**Task material:**
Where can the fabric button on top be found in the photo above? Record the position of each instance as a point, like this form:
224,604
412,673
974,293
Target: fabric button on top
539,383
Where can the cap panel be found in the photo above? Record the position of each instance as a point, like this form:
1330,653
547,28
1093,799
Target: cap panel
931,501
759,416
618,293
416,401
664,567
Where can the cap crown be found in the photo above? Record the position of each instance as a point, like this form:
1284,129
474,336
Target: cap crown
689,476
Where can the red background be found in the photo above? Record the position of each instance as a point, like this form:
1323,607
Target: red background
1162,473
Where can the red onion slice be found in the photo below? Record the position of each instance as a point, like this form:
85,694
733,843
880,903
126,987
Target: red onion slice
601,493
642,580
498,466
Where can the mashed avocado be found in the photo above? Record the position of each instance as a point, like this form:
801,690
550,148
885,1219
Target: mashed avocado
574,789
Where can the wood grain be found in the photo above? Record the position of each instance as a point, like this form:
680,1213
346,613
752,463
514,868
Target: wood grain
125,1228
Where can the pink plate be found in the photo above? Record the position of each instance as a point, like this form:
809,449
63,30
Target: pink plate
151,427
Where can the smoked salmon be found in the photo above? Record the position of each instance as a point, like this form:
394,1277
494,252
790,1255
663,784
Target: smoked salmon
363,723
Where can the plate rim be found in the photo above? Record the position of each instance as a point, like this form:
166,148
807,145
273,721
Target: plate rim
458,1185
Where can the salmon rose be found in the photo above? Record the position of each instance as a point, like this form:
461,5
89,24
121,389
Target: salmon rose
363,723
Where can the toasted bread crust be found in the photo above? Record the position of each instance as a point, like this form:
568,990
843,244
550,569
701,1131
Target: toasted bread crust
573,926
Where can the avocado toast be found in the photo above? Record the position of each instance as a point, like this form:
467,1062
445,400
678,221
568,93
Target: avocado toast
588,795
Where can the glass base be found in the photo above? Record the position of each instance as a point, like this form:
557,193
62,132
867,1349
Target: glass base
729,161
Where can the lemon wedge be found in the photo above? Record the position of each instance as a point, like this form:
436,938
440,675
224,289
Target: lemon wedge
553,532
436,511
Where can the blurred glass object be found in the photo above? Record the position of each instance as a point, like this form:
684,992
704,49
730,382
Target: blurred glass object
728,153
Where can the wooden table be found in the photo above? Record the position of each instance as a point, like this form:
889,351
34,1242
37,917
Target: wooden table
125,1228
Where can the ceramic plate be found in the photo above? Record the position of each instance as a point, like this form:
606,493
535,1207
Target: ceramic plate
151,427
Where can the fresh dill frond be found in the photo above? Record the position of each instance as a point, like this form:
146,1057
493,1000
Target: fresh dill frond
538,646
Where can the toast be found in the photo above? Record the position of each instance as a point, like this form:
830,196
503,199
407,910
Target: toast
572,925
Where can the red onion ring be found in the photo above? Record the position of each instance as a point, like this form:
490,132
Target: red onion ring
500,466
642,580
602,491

**Problem to work on:** Change "lemon wedge" to "lemon slice" in the items from the line with "Where can the avocado" up to and including the last line of the items, and give those lines back with nothing else altered.

**Output:**
Where can the avocado toast be found in the photo above? Record the position of each instance as a point, like this form:
467,1062
445,400
678,221
568,93
Target: avocado toast
588,795
Where can the glass base be found in the photo above? Record the position of each instance as a point, like this form:
557,193
62,132
867,1349
Target: glass base
729,161
Where can the lemon slice be found in the photo above? Record the position of each instance as a point, like this form:
436,938
440,675
224,289
Target: lemon slice
553,532
436,511
Where can the blurred glass object be found in the photo above? Record the position of each instance as a point, like this form:
684,992
704,49
730,382
Target: blurred glass object
728,153
Where can the wooden table be found in the photo above? Record the position of each instance as a point, like this form:
889,351
34,1242
37,917
Target: wooden table
125,1228
Where can the ceramic plate be found in the photo above? Record the position of each instance as a point, like this form:
606,493
535,1207
Target: ceramic plate
151,427
Where can the fresh dill frond be found in the photo above? Record the position of each instance as a point, like this form:
146,1057
493,1000
Target: fresh dill frond
538,646
Where can the toast be found in the photo above? Record the position of each instance as a point, like this form:
830,196
503,199
407,910
Target: toast
572,925
Where can the red onion ring be found in the photo above? Record the position of each instance as a point, like this form:
490,132
Target: red onion ring
500,466
642,580
602,491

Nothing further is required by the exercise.